• Exercise task
Count the lines in the material below that include the string "white", treating uppercase and lowercase as different. Reply with the number alone.

Entries shown start

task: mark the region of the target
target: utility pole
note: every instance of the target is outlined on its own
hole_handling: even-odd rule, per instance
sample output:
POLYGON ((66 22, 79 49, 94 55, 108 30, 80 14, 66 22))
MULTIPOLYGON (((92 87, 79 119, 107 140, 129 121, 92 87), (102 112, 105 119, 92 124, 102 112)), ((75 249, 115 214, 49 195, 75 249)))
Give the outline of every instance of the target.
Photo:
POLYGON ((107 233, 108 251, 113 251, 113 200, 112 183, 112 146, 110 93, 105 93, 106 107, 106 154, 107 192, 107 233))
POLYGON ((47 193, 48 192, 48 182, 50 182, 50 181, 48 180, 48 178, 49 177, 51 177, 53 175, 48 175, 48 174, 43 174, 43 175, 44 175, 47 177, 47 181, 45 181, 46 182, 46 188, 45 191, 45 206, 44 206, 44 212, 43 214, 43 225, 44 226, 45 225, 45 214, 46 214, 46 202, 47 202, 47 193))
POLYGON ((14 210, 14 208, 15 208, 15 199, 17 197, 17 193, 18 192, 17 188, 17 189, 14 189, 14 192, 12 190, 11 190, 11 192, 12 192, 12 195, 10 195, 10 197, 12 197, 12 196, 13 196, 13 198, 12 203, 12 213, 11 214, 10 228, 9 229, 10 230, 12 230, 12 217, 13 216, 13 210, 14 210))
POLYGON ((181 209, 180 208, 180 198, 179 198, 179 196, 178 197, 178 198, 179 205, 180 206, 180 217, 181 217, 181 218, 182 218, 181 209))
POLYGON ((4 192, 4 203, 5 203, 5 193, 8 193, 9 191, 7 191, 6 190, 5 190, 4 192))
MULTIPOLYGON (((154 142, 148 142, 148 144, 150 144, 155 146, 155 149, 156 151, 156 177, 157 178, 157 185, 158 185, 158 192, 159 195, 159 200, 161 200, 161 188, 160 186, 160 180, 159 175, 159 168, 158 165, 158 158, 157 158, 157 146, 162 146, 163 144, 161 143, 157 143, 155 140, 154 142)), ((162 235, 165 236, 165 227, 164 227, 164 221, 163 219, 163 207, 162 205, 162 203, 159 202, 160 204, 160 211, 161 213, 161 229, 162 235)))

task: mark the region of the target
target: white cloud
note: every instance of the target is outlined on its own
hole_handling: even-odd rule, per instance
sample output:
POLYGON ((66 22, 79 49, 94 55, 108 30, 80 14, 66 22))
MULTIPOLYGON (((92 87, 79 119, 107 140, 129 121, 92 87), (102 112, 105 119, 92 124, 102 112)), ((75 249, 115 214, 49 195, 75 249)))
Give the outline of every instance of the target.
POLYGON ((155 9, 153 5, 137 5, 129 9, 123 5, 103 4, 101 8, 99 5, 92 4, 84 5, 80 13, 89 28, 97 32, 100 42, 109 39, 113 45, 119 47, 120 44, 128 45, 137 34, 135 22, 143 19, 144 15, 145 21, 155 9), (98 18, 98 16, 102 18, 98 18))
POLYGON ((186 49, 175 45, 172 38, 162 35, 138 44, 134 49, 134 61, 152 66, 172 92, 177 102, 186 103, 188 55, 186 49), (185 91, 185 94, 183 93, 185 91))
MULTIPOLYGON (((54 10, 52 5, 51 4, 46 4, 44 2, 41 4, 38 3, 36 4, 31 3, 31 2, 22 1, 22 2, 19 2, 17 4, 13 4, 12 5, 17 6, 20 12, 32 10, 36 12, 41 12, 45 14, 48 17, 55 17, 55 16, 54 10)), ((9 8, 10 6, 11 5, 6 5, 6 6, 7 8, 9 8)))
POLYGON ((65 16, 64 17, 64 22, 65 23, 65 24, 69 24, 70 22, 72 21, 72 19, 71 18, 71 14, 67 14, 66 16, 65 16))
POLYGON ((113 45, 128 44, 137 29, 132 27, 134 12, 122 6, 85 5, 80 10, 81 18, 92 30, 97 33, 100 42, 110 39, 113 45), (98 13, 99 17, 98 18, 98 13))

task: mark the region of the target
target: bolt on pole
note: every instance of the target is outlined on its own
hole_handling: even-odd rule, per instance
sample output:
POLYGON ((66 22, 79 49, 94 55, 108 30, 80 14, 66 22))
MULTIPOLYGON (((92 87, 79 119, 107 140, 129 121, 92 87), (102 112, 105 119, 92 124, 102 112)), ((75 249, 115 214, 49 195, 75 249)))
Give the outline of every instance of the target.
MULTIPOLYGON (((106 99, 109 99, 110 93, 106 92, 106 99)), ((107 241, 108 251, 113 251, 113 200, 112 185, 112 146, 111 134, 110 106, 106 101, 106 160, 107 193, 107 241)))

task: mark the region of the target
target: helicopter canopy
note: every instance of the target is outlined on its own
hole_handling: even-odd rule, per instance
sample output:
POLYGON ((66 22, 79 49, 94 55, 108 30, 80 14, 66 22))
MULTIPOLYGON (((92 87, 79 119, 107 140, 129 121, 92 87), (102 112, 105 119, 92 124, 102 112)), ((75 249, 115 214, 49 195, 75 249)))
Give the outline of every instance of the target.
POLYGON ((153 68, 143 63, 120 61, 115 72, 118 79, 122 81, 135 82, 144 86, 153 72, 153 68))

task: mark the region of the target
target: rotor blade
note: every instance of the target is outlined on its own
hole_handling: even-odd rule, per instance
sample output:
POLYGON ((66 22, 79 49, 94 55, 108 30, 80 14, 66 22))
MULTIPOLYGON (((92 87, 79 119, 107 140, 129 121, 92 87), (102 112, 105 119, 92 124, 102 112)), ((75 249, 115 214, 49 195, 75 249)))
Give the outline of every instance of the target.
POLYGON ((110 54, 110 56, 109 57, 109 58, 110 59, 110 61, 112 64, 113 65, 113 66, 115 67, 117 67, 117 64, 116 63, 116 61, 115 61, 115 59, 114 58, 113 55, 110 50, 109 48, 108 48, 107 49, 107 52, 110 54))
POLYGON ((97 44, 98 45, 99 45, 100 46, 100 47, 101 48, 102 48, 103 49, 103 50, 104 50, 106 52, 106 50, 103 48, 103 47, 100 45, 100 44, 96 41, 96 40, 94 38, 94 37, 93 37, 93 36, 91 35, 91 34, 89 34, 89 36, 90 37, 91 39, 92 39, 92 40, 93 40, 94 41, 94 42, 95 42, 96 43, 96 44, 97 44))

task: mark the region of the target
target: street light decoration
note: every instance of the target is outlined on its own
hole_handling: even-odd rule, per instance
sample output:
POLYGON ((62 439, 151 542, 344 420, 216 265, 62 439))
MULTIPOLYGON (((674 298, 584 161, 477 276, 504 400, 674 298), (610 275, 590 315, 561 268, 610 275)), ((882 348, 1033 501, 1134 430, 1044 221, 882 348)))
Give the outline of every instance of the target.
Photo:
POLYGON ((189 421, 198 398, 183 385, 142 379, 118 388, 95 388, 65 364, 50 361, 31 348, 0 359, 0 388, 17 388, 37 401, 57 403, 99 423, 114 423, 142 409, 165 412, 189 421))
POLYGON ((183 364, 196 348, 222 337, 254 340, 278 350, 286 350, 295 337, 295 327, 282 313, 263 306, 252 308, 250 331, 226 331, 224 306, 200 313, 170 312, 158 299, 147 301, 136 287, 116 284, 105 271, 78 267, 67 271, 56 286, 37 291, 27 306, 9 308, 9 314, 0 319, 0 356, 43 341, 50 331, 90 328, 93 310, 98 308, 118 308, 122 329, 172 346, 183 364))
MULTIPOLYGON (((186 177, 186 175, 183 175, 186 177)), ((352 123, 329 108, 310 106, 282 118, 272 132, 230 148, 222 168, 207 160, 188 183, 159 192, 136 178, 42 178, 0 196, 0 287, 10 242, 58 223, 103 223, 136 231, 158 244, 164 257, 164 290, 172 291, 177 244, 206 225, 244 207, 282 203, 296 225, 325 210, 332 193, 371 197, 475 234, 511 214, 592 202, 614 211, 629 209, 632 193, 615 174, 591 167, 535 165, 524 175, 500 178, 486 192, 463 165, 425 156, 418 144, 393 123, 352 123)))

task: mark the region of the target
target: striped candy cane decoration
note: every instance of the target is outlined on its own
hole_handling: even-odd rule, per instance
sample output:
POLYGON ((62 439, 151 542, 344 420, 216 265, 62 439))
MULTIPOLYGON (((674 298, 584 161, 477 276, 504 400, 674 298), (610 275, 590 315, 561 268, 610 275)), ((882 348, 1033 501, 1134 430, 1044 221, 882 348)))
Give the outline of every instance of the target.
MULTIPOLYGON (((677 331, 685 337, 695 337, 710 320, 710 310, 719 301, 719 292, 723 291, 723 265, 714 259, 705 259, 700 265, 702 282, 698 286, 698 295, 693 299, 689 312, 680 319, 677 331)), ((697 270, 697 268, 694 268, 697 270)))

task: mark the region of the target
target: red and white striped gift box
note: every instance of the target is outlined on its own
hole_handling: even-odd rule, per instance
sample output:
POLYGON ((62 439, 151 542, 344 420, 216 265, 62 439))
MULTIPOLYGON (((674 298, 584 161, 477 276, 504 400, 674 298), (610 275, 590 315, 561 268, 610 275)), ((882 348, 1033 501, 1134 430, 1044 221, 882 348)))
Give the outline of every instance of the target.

Entries shown end
Entries shown start

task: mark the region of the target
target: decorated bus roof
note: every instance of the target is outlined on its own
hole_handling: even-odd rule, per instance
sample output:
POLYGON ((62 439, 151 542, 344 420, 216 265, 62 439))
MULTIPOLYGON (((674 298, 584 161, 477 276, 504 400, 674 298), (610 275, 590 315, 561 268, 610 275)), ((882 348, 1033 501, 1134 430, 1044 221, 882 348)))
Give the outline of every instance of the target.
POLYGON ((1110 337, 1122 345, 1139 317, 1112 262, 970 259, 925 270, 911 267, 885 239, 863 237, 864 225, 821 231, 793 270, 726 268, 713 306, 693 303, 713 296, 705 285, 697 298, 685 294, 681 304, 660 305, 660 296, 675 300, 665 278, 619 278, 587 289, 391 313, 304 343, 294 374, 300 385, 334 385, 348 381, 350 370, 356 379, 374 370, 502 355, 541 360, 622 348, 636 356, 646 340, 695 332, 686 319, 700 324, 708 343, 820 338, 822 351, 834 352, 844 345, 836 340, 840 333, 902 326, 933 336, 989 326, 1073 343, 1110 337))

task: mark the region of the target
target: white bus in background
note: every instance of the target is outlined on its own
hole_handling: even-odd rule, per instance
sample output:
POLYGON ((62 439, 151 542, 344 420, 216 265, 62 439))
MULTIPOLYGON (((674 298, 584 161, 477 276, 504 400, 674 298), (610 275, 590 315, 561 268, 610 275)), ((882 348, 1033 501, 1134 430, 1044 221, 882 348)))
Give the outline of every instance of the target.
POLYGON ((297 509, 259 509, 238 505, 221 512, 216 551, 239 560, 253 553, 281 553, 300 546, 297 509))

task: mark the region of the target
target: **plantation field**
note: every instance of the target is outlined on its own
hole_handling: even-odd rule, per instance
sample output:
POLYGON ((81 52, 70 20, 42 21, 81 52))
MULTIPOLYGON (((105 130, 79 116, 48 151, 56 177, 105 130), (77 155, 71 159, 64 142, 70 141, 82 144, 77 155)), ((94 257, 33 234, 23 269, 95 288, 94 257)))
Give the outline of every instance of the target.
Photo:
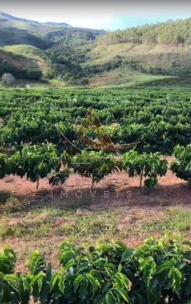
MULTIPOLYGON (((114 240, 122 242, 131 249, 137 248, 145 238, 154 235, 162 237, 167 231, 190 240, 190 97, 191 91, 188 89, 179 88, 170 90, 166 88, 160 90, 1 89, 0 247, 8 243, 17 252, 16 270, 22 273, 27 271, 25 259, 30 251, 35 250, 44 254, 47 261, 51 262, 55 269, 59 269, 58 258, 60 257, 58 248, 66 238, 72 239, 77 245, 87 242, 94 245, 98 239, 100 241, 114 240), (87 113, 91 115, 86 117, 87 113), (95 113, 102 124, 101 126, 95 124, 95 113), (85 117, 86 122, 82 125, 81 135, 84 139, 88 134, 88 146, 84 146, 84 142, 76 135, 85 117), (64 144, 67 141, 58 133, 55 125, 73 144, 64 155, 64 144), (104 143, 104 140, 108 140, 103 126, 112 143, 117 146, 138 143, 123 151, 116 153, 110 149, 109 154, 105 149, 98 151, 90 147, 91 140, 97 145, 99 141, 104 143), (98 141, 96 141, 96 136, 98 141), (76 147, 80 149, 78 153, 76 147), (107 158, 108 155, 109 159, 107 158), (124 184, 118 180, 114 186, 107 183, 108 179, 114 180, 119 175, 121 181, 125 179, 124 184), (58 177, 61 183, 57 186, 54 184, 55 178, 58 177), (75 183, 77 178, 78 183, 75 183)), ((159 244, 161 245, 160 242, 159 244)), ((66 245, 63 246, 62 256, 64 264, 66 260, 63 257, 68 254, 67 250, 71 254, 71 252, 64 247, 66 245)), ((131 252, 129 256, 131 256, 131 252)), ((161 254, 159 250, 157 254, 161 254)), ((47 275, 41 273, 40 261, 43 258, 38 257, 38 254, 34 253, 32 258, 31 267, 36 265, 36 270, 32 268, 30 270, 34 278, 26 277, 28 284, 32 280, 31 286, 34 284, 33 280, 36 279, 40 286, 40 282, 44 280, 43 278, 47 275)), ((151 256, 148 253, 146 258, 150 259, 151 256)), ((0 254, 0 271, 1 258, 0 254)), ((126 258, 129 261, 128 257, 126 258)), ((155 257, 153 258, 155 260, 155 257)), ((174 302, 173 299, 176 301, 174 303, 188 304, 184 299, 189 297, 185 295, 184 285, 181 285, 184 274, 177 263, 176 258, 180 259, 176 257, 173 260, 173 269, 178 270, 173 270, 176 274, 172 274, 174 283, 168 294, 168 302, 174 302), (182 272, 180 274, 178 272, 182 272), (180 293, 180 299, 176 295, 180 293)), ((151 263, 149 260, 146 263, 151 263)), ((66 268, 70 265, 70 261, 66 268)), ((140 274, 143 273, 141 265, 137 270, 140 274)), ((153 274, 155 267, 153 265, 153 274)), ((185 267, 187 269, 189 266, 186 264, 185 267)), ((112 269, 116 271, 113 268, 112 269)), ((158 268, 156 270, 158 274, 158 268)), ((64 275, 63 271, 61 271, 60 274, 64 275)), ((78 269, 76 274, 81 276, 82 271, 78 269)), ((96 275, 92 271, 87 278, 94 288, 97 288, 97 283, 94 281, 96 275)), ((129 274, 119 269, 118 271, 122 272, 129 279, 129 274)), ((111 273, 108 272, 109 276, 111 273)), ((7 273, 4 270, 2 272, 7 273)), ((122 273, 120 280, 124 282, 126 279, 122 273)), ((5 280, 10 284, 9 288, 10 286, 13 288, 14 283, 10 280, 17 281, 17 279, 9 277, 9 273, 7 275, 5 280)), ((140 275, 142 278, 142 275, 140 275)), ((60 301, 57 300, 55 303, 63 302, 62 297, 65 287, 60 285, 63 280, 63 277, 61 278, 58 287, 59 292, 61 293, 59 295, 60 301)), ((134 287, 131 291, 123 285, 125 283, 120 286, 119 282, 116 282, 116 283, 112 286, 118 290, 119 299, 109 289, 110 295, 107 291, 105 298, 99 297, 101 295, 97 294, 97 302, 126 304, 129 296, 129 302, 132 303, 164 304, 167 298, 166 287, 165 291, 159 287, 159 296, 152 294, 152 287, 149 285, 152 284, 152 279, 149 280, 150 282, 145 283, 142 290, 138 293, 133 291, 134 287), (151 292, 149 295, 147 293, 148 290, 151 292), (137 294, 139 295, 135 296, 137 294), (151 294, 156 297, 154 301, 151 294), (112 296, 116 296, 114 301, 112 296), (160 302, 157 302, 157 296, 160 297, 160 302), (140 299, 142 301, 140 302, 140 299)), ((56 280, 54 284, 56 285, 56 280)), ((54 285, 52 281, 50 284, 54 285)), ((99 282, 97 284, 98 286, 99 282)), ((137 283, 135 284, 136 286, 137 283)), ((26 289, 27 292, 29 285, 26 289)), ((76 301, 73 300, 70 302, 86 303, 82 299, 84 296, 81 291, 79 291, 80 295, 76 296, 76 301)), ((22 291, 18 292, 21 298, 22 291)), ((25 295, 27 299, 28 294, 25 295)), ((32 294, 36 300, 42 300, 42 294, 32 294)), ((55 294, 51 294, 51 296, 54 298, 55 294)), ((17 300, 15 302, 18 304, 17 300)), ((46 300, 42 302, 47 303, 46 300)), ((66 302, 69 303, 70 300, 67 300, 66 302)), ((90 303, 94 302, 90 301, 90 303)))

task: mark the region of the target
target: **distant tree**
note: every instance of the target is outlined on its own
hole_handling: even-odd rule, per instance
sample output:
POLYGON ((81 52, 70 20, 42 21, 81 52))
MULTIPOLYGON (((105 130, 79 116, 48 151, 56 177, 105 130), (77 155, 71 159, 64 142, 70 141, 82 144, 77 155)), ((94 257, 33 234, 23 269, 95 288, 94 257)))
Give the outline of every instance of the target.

Entries shown end

• Exercise result
3